## Aim
Locate the line containing "Indicate the market", then please write out that line and all the lines below it in the entries exactly.

## Data entries
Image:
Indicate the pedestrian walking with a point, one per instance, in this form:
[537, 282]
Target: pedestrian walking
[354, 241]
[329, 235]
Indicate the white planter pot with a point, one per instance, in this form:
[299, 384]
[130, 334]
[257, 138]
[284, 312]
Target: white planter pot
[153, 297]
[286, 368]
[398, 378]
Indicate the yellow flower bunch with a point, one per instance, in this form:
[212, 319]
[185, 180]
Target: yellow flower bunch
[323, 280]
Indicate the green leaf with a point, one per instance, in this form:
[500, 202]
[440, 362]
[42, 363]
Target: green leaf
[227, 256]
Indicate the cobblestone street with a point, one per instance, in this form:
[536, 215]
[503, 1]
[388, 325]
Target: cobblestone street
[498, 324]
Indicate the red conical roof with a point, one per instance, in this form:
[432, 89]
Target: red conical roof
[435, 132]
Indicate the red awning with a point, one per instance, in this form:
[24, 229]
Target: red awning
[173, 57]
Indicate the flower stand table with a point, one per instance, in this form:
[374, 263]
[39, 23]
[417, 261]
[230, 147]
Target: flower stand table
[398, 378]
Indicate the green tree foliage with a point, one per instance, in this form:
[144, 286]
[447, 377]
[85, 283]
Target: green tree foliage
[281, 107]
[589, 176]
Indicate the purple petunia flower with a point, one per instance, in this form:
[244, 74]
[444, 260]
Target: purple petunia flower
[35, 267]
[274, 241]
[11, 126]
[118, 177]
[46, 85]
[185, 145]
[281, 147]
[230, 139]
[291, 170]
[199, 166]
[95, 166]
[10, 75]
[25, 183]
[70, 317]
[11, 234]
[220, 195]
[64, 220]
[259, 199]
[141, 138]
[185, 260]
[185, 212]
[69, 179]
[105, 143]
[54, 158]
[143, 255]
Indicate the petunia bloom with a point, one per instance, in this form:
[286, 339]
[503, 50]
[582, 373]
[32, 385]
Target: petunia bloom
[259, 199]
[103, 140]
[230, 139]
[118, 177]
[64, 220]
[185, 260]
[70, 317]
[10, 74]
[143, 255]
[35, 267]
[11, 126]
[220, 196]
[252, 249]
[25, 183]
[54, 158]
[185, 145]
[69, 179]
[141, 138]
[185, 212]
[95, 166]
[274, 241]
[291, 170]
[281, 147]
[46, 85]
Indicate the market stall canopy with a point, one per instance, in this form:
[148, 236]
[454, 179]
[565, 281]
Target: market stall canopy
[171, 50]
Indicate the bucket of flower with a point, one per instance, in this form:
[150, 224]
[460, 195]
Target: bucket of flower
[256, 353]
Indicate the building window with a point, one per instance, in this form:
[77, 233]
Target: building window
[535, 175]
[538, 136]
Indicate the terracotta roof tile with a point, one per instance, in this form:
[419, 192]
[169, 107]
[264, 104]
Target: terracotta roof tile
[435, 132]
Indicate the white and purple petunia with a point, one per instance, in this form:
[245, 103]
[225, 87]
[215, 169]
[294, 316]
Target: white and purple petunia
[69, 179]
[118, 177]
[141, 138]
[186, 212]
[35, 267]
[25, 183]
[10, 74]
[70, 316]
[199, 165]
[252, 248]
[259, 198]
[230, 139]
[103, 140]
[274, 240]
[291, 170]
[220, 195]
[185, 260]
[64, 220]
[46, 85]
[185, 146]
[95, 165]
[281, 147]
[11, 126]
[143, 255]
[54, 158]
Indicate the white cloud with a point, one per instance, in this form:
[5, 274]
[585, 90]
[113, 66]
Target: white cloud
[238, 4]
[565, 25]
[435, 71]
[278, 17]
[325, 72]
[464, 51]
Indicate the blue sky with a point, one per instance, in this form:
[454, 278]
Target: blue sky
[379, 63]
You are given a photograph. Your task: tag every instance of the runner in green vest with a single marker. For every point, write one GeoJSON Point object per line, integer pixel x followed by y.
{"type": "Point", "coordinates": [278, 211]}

## Answer in full
Indicate the market stall canopy with a point, one per instance, in this form:
[148, 236]
[454, 179]
[565, 281]
Target: market stall canopy
[171, 50]
Indicate the bucket of flower with a point, one per instance, in this form:
[150, 224]
[460, 195]
Target: bucket of flower
[256, 353]
Indicate the building window with a point, one per instance, in this form:
[77, 233]
Target: building window
[535, 175]
[538, 136]
Indicate the terracotta roof tile with a point, one per instance, in this form:
[419, 192]
[169, 107]
[264, 104]
Target: terracotta roof tile
[435, 132]
Indicate the white and purple petunia with a point, one per instance, in this form:
[245, 103]
[225, 87]
[215, 169]
[294, 316]
Target: white and purple petunia
[69, 179]
[118, 177]
[141, 138]
[186, 212]
[35, 267]
[25, 183]
[10, 74]
[70, 316]
[199, 165]
[252, 248]
[259, 198]
[230, 139]
[103, 140]
[274, 240]
[291, 170]
[220, 195]
[185, 260]
[64, 220]
[46, 85]
[185, 146]
[95, 165]
[281, 147]
[11, 126]
[143, 255]
[54, 158]
Indicate the white cloud with a point, one per instance, in this form:
[5, 274]
[585, 90]
[113, 66]
Target: white cloud
[238, 4]
[565, 25]
[435, 71]
[278, 17]
[325, 72]
[464, 51]
Indicate the blue sky with a point, one per instance, in this form:
[454, 278]
Target: blue sky
[379, 63]
You are given a photograph. Your task: tag every instance of the runner in green vest with a single marker. For every point, write one GeoJSON Point object per line, integer pixel x followed by y.
{"type": "Point", "coordinates": [278, 211]}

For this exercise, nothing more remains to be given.